*** Opening of Data for analysis ***

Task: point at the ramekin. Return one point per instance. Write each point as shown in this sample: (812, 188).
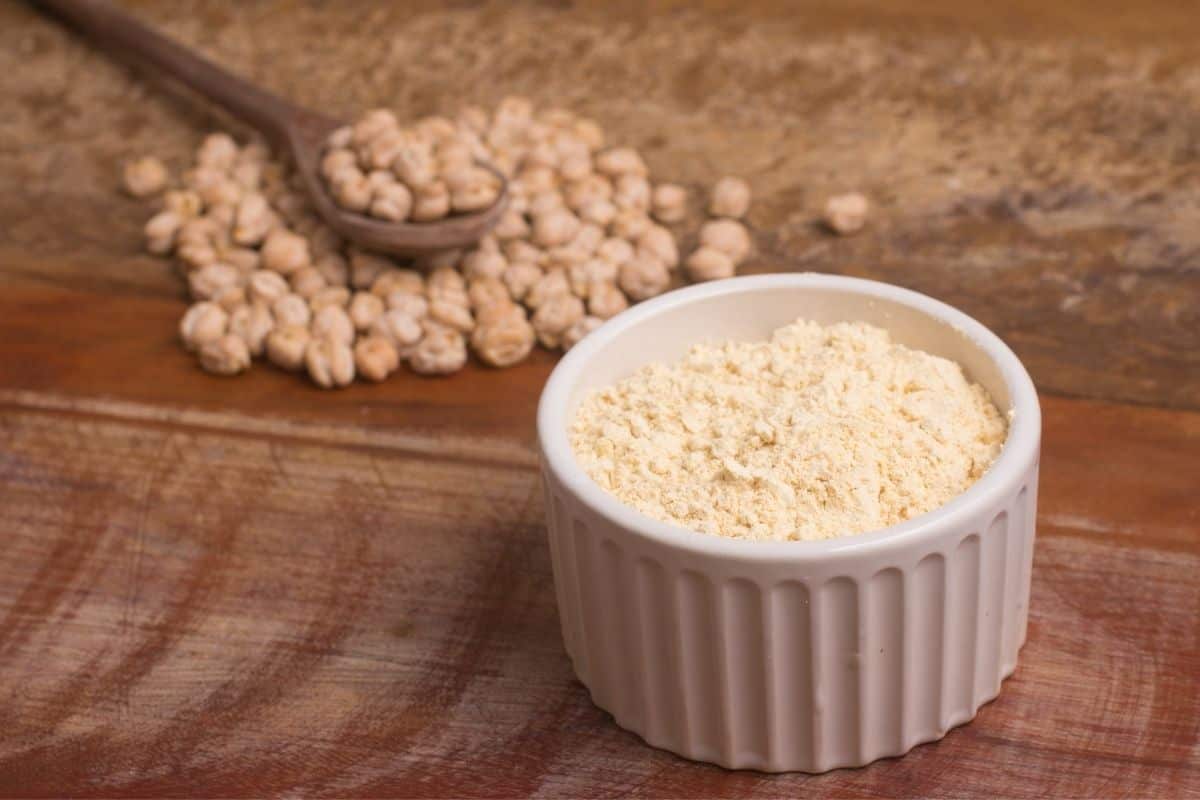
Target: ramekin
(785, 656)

*** Close of Data for analysis ***
*** Opening of Data for analysis ***

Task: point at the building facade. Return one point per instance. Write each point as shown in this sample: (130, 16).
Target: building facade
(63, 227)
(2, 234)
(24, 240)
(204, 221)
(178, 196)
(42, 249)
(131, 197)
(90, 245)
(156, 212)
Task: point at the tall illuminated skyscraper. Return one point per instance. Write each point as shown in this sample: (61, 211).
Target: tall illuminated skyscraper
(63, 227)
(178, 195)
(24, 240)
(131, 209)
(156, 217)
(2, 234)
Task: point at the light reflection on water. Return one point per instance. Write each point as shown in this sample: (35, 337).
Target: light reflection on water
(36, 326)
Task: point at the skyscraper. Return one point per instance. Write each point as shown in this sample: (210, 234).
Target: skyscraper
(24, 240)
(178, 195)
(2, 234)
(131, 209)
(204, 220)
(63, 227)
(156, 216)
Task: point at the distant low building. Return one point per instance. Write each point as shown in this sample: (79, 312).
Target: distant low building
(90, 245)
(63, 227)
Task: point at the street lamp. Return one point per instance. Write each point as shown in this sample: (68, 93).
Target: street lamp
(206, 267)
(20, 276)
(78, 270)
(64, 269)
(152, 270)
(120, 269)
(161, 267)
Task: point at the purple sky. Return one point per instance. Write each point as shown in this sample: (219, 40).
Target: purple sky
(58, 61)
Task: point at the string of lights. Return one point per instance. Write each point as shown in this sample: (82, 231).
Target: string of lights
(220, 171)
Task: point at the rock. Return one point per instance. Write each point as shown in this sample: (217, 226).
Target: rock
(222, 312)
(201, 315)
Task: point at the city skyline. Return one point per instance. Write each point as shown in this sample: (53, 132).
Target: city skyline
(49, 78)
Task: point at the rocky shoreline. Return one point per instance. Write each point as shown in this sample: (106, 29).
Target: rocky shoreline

*** Close of Data for analysis ***

Directions for this task> What is needed is a verbatim copy of every line in the records above from the one containing "Target: skyscraper" down to the one containing "Target: rocky shoreline", both included, and nothing more.

Result below>
Target: skyscraper
(24, 240)
(178, 195)
(2, 234)
(131, 209)
(204, 220)
(63, 227)
(156, 216)
Task: point at the distant low building. Return one point per instance. Write each point as shown in this sample: (79, 312).
Target: distant low building
(90, 245)
(63, 227)
Task: point at the street lamp. Return one point per instance. Write each point as shown in this sample: (68, 93).
Target: street lamp
(206, 267)
(20, 276)
(78, 270)
(64, 269)
(152, 270)
(120, 269)
(161, 267)
Task: point at the purple sky. Return one point per instance. Write each point as shown in this sample: (219, 40).
Target: purple sky
(58, 61)
Task: point at the string of lights. Return one point per instance. Write each point as shown in this sample: (82, 231).
Target: string of lights
(220, 171)
Task: point at the rock. Return one point per instance. Write each point as shown in this sample: (217, 226).
Target: rock
(222, 312)
(201, 315)
Task: point at the city skyline. Return one point per instance. Write each point as shown in this sample: (53, 132).
Target: city skyline
(49, 78)
Task: point at the rocky shoreline. Return one point per instance. Write each point as shown in this sample: (106, 29).
Target: rocky shoreline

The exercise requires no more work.